(Exercise aim): In the listing below, report how many lines contain the string "uniform". Case counts, and the reply should be the number alone.

(Extracted records):
━━━━━━━━

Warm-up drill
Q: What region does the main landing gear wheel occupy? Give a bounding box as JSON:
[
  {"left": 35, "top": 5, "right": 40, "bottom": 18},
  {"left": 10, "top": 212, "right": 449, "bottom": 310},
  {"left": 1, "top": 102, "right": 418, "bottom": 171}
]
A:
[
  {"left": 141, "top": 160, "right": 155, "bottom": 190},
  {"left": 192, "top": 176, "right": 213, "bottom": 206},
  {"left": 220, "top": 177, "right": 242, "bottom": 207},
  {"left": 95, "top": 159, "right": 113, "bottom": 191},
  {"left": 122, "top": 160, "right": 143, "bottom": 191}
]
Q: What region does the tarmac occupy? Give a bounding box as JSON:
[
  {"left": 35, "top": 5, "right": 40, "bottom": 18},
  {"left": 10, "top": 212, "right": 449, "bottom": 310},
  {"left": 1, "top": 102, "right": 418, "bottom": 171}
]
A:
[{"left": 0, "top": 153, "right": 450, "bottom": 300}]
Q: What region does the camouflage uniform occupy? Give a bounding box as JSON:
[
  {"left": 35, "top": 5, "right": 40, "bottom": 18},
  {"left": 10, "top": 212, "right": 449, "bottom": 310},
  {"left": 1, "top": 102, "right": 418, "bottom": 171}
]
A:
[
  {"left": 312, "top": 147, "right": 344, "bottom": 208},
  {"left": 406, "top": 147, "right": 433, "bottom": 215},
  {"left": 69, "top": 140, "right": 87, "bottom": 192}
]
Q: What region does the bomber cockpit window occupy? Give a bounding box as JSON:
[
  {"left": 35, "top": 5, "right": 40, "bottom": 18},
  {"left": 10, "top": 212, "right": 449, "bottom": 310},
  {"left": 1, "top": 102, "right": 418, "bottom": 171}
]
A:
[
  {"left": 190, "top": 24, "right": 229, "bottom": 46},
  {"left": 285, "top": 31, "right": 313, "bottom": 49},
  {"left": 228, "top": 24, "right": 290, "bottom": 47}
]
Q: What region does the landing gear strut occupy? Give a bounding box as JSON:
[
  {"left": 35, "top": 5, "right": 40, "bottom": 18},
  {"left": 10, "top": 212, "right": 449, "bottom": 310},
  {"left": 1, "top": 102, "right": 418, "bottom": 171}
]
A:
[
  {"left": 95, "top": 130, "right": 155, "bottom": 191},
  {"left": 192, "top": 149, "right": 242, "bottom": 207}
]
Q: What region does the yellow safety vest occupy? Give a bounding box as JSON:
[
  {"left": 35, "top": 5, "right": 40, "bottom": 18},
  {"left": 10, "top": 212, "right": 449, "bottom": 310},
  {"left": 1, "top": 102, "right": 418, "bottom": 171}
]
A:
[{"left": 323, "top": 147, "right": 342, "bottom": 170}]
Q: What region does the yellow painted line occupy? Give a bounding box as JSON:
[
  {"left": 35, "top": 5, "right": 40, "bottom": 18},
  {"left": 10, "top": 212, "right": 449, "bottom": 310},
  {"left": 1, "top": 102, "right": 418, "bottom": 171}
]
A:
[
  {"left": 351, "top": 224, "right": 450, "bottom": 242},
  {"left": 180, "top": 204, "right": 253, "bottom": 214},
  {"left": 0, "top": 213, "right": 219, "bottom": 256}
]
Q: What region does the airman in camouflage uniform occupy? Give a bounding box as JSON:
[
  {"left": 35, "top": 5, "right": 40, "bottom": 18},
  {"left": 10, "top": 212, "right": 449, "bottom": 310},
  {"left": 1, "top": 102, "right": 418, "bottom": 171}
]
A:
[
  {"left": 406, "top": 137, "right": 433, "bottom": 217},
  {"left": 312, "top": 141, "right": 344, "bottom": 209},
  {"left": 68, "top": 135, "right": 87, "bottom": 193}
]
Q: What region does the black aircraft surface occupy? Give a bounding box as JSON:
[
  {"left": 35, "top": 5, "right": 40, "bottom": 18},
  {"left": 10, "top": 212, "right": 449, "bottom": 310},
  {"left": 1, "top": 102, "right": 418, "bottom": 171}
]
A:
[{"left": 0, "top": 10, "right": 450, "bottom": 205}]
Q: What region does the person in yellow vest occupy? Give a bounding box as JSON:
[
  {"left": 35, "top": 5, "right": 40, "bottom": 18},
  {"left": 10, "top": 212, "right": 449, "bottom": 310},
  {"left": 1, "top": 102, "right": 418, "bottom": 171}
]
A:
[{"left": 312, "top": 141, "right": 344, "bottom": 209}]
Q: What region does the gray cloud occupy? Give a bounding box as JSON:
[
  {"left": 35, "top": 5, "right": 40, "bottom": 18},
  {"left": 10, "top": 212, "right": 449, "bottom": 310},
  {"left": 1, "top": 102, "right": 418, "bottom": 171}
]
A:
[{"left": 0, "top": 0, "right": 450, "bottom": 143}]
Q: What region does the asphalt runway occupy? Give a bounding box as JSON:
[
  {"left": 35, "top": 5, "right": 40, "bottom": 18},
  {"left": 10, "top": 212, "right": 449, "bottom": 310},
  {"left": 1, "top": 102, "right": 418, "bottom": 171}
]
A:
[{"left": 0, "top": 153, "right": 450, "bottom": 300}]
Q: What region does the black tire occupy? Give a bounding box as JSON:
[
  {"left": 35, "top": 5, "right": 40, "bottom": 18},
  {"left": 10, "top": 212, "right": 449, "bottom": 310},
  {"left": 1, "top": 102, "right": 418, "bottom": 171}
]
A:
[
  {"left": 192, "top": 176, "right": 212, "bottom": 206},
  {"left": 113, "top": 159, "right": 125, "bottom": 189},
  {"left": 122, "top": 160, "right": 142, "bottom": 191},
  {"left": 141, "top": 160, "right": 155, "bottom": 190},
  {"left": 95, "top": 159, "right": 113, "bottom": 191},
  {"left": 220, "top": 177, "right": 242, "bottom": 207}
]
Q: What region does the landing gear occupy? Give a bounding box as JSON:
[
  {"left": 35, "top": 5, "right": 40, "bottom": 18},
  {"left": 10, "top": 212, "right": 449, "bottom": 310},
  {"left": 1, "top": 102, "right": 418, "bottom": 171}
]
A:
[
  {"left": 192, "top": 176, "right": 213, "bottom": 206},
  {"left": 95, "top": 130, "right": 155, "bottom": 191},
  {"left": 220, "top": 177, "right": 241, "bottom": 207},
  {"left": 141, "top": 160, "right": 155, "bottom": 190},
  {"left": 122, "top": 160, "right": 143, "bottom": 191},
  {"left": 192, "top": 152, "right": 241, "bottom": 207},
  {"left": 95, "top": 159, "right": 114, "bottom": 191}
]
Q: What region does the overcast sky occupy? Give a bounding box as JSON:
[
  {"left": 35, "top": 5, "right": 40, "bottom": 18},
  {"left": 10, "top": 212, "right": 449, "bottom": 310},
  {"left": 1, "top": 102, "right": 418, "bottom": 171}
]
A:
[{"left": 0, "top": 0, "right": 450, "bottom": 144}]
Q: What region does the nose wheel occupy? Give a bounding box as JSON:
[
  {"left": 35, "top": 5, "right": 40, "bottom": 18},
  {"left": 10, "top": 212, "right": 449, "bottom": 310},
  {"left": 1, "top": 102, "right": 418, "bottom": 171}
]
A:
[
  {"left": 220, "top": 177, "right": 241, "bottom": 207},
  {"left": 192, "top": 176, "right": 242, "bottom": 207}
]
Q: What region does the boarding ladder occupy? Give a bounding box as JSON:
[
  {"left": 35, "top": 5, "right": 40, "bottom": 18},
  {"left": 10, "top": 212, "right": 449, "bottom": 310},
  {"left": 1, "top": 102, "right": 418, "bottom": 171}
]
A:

━━━━━━━━

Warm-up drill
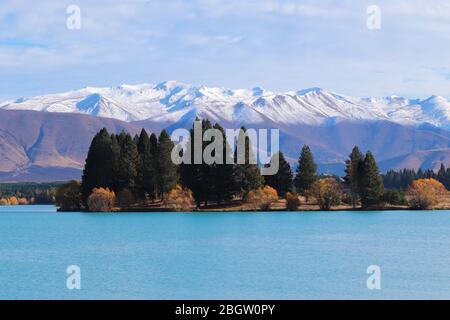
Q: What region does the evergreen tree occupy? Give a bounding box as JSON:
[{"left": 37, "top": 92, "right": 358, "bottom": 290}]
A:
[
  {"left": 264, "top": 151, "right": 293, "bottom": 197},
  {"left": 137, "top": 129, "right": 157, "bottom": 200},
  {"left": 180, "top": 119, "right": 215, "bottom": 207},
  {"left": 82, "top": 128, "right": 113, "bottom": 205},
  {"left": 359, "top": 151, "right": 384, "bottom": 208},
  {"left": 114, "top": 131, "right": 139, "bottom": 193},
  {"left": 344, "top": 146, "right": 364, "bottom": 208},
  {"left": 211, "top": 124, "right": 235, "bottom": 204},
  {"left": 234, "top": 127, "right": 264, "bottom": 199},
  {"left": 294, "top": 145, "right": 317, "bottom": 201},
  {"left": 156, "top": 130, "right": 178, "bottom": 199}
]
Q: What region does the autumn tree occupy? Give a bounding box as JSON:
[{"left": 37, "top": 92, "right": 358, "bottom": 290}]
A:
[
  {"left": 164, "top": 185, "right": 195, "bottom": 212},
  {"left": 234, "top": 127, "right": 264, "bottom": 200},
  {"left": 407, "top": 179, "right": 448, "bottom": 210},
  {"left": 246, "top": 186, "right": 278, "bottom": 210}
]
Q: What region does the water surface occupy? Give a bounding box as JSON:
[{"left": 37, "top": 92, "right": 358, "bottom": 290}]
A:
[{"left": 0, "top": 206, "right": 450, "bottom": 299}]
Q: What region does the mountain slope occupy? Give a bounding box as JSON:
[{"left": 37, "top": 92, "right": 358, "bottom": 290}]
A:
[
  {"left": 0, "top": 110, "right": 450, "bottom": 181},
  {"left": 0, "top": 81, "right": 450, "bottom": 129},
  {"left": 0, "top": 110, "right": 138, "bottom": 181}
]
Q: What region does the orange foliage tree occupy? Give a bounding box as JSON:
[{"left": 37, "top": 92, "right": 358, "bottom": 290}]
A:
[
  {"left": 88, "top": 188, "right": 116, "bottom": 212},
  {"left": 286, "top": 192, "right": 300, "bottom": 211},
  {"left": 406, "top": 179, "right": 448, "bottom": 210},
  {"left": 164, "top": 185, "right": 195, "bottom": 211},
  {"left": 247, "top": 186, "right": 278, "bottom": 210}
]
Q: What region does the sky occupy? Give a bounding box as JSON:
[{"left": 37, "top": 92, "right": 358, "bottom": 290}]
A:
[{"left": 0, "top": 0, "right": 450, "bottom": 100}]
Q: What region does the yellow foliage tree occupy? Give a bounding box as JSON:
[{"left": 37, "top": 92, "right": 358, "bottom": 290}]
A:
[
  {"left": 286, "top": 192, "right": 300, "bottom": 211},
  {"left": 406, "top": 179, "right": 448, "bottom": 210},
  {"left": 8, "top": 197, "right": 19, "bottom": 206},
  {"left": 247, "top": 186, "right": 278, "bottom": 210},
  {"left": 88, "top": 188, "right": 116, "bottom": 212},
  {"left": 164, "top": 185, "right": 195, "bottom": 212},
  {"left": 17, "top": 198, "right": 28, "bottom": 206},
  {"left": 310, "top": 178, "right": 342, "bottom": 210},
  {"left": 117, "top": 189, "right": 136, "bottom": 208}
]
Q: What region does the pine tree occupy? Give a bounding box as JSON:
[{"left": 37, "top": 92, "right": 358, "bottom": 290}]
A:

━━━━━━━━

(Correct output): 2